Selected excerpt
● ● ● ●

# Which reverb?



## stanthemanNL

Hi guys! I was planning to buy some third party plugins and was looking for a good reverb. I'm still not sure wheter to buy Cinematic Rooms, Seventh Heaven or Fabfilter R. Fabfilter has some nice educational discount (50%). Liquid Sonics has 30% student discount but it's a bit more expensive. Which one would you recommend? I'm making cinematic music at the moment but also want to delve into techno music.


----------



## Minko

#reverbaddict: BUY THEM ALL .

Fabfilter is really nice. But so is the rest. The Fabfilter is pretty versatile. why not demo them and then see what works the best for you? 
I use IRCAM Verbsession also a lot (so giving you another suggestion ).

Enjoy!


----------



## bill5

Unless you're rich, I recommend you try some of the freebies...some VERY good ones out there. Valhalla's Supermassive, for starters, and Voxengo's Oldskool, and u-he's Protoverb. You don't have to spend a lot to get great reverbs; in fact, you don't have to spend at all.


----------



## Jeremy Spencer

Which DAW are you using? It inevitably has a few good reverbs to get you started. I agree with @Minko with regards to trials, check them out and see what you like....there’s so many good ones out there.


----------



## bill5

Agree; I was surprised how much I liked the ones that came with Mixcraft.

● ● ● ●

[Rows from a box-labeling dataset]
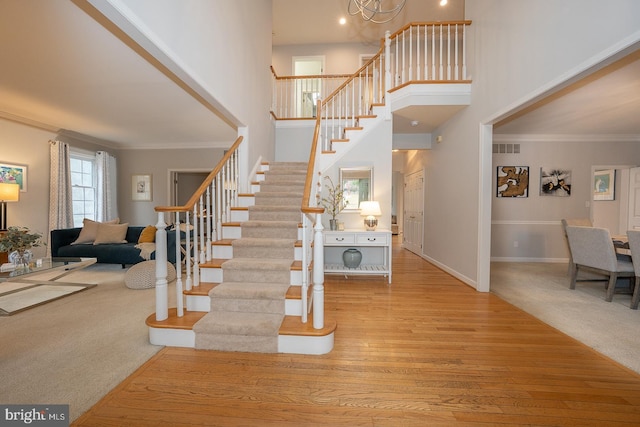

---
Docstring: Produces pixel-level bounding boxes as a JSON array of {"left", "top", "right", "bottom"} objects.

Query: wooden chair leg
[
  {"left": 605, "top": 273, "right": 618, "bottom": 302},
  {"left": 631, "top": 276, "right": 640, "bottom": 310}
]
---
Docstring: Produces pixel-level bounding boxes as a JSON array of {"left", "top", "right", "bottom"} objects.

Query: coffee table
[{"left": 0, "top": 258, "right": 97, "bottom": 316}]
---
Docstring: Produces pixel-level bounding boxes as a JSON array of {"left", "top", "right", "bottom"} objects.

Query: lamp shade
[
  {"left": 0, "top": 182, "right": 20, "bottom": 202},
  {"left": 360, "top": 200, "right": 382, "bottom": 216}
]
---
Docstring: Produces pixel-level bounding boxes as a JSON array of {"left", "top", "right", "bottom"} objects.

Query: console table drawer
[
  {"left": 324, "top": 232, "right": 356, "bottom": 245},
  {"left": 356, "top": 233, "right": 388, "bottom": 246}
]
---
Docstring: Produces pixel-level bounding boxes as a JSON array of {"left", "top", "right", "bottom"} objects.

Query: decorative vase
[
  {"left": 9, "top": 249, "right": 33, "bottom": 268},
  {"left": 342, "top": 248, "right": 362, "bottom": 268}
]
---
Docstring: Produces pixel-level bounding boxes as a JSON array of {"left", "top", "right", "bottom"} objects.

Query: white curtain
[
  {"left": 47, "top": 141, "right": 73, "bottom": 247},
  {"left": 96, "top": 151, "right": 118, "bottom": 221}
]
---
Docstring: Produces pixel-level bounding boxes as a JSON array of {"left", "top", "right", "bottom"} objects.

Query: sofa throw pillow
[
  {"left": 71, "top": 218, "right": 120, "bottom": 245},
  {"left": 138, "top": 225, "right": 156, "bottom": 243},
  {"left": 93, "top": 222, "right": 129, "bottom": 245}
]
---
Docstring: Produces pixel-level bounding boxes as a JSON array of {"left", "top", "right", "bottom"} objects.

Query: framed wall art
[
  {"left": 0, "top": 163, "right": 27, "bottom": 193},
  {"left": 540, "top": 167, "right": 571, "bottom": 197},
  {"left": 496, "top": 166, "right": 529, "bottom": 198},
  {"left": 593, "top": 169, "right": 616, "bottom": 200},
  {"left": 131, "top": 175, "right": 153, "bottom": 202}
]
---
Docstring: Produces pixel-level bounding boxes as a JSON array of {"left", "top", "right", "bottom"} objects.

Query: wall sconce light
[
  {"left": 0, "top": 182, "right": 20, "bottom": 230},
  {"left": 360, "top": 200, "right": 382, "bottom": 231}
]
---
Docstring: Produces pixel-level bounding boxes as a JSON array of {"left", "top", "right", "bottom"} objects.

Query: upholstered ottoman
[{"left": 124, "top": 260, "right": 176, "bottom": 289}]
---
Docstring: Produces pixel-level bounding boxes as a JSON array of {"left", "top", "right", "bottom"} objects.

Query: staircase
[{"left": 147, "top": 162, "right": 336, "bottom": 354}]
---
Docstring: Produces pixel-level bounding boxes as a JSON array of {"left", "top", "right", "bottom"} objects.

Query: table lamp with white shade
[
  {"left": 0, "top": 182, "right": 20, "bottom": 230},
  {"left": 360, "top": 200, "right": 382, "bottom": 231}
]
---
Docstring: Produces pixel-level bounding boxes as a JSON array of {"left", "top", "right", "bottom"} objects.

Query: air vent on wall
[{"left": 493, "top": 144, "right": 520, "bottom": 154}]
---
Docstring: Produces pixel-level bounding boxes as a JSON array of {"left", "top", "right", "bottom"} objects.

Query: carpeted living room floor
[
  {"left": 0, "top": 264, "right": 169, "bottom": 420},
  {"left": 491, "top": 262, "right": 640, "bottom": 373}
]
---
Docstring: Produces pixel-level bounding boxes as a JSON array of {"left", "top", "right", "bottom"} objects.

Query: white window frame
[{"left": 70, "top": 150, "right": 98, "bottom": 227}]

● ● ● ●

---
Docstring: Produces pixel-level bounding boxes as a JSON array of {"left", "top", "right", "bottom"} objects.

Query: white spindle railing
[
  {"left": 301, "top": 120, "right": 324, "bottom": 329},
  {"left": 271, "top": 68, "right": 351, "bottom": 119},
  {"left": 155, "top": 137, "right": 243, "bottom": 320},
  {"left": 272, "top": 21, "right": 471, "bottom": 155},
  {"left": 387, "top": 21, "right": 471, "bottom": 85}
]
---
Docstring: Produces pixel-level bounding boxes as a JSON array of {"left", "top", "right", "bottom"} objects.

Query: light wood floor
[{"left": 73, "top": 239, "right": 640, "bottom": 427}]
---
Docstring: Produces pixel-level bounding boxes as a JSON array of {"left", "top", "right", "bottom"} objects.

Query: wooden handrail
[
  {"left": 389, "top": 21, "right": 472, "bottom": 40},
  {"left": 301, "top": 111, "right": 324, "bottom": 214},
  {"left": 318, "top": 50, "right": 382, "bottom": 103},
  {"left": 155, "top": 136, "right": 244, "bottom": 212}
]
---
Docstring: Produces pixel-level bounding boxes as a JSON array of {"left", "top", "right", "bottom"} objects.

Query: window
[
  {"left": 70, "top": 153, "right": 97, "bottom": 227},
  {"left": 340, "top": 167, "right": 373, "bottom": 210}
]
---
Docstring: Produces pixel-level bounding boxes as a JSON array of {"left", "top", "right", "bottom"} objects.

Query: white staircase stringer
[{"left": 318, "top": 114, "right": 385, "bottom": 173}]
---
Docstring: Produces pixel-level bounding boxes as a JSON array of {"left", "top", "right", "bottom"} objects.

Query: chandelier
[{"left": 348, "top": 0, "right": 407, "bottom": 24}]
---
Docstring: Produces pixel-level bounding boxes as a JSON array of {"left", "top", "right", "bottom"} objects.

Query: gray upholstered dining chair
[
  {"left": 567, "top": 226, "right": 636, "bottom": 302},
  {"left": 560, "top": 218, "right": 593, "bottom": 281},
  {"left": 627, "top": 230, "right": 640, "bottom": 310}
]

● ● ● ●

Actions to take
(1) Repeat the part of the reverb thread from "#reverbaddict: BUY THEM" up to and including "best for you?", word for word.
(2) Find every line of the listing that contains the string "window", and copy those lines as they appear. Case counts.

Outputs for the tasks
(1)
#reverbaddict: BUY THEM ALL .

Fabfilter is really nice. But so is the rest. The Fabfilter is pretty versatile. why not demo them and then see what works the best for you?

(2)
Query: white window frame
Query: window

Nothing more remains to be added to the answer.